## [Exercise requirements]
1. Copy the passage of the SenBen summary that starts with "SenBen: Sensitive Scene" and goes on through "across five categories.", word for word.
2. According to the SenBen summary, what three things do the enabled detection explanations specify?
3. Go on with the SenBen content-moderation summary, starting after its final sentence.

SenBen: Sensitive Scene Graphs for Explainable Content Moderation

arXiv cs.AI / 4/13/2026

💬 OpinionSignals & Early TrendsIdeas & Deep AnalysisModels & Research

Key Points

  • The paper introduces SenBen, a large-scale benchmark for explainable content moderation built from 13,999 annotated movie frames with Visual Genome-style scene graphs and 16 sensitivity tags across five categories.
  • It targets limitations of current image moderation approaches by adding spatial grounding and interpretability, enabling detection explanations that specify what sensitive behavior occurred, who/what is involved, and where it occurs in the scene.
  • The authors distill a frontier vision-language model into a compact 241M “student” model using a multi-task training recipe designed to address vocabulary imbalance in autoregressive scene graph generation.
  • The proposed training method improves SenBen Recall by 6.4 percentage points versus standard cross-entropy training and yields stronger grounded scene graph metrics than most evaluated VLMs, except Gemini models, and outperforms commercial safety APIs.

## [Provided data]
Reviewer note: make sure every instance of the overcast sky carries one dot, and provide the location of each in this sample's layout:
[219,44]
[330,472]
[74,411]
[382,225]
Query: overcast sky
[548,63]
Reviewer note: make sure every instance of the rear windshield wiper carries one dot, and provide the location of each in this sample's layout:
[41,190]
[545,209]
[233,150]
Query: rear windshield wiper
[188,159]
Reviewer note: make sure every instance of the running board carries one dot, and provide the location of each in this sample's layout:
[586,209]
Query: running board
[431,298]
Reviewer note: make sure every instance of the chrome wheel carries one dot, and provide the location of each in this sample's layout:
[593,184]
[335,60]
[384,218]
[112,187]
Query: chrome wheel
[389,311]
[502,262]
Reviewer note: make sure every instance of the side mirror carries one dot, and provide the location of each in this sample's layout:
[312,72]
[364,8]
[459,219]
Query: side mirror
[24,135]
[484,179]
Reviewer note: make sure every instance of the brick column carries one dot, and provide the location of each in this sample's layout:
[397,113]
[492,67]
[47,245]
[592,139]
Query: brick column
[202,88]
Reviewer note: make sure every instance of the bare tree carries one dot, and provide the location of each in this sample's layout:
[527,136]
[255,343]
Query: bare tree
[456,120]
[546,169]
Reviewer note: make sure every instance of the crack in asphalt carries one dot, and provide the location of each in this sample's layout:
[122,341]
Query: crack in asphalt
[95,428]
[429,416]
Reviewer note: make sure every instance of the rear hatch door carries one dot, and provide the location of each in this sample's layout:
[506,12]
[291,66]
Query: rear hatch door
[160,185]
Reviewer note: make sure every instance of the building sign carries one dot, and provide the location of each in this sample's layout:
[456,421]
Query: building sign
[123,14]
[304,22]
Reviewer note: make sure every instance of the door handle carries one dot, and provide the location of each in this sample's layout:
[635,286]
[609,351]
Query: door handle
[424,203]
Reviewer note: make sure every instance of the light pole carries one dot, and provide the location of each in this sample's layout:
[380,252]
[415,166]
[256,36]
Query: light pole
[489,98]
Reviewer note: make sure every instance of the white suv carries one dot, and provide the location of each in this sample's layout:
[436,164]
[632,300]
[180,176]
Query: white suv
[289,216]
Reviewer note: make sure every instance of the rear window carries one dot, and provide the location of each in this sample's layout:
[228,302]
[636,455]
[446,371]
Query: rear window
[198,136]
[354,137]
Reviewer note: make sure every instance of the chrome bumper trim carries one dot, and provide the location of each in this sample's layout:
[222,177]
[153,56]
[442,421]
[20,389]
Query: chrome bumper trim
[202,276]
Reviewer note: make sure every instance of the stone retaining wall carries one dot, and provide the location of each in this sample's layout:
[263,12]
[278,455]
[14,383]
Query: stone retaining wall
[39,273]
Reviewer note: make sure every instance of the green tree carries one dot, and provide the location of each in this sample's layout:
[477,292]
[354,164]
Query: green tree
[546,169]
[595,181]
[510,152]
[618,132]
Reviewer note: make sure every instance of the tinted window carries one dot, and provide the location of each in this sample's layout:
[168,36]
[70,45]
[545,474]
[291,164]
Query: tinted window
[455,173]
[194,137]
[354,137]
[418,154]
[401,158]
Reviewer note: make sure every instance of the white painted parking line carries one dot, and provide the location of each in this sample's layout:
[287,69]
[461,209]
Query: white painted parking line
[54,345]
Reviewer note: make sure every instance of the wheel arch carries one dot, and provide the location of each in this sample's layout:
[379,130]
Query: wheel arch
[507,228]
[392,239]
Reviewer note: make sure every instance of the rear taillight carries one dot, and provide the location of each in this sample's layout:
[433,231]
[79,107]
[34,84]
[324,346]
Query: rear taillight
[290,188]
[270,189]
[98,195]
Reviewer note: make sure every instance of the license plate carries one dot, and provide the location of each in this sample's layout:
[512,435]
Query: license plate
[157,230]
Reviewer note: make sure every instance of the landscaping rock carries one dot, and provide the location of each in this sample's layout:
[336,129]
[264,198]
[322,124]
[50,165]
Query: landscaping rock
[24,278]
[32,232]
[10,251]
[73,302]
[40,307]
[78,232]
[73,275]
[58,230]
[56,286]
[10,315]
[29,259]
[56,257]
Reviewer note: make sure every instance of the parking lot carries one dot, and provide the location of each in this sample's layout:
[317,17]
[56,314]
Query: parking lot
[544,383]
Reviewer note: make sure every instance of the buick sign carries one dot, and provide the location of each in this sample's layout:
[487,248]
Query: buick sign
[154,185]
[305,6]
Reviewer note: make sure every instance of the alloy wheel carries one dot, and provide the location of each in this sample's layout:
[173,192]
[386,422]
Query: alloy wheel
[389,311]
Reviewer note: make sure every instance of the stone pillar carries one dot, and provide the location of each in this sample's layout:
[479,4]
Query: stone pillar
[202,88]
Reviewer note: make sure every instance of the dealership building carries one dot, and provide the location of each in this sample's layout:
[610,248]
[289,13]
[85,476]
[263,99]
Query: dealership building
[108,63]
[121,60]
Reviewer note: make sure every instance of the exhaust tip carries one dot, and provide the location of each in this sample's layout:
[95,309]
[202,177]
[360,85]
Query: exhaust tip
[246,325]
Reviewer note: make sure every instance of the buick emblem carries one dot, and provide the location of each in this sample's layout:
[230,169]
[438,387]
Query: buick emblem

## [Solved problems]
1.
SenBen: Sensitive Scene Graphs for Explainable Content Moderation

arXiv cs.AI / 4/13/2026

💬 OpinionSignals & Early TrendsIdeas & Deep AnalysisModels & Research

Key Points

  • The paper introduces SenBen, a large-scale benchmark for explainable content moderation built from 13,999 annotated movie frames with Visual Genome-style scene graphs and 16 sensitivity tags across five categories.

2.
- What sensitive behavior occurred
- Who or what is involved
- Where it occurs in the scene

3.
  • The student model is reported to run 7.6× faster inference and use 16× less GPU memory than evaluated baselines while achieving the highest object detection and captioning scores across models.

Abstract

Content moderation systems classify images as safe or unsafe but lack spatial grounding and interpretability: they cannot explain what sensitive behavior was detected, who is involved, or where it occurs. We introduce the Sensitive Benchmark (SenBen), the first large-scale scene graph benchmark for sensitive content, comprising 13,999 frames from 157 movies annotated with Visual Genome-style scene graphs (25 object classes, 28 attributes including affective states such as pain, fear, aggression, and distress, 14 predicates) and 16 sensitivity tags across 5 categories. We distill a frontier VLM into a compact 241M student model using a multi-task recipe that addresses vocabulary imbalance in autoregressive scene graph generation through suffix-based object identity, Vocabulary-Aware Recall (VAR) Loss, and a decoupled Query2Label tag head with asymmetric loss, yielding a +6.4 percentage point improvement in SenBen Recall over standard cross-entropy training. On grounded scene graph metrics, our student model outperforms all evaluated VLMs except Gemini models and all commercial safety APIs, while achieving the highest object detection and captioning scores across all models, at 7.6\times faster inference and 16\times less GPU memory.